Entries shown –
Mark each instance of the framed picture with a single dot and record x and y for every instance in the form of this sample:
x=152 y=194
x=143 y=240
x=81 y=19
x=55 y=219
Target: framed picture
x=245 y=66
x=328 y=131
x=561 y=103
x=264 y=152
==
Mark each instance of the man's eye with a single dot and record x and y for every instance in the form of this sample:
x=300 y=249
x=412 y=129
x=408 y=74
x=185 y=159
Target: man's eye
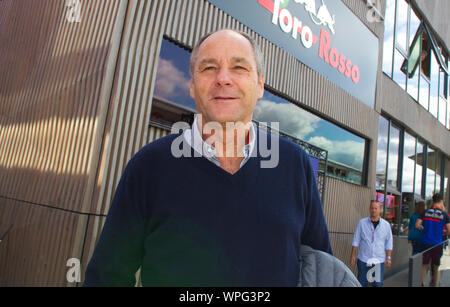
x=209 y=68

Written task –
Can you write out, unchanged and in order, every line from the line with "Mark each instance of the framed" to the line with "x=264 y=152", including both of those lines?

Solution to this task –
Mark each instance of the framed picture with a single dot and record x and y for every instance in the form of this sample:
x=152 y=194
x=143 y=240
x=81 y=19
x=55 y=219
Target: framed picture
x=245 y=66
x=328 y=131
x=561 y=103
x=264 y=152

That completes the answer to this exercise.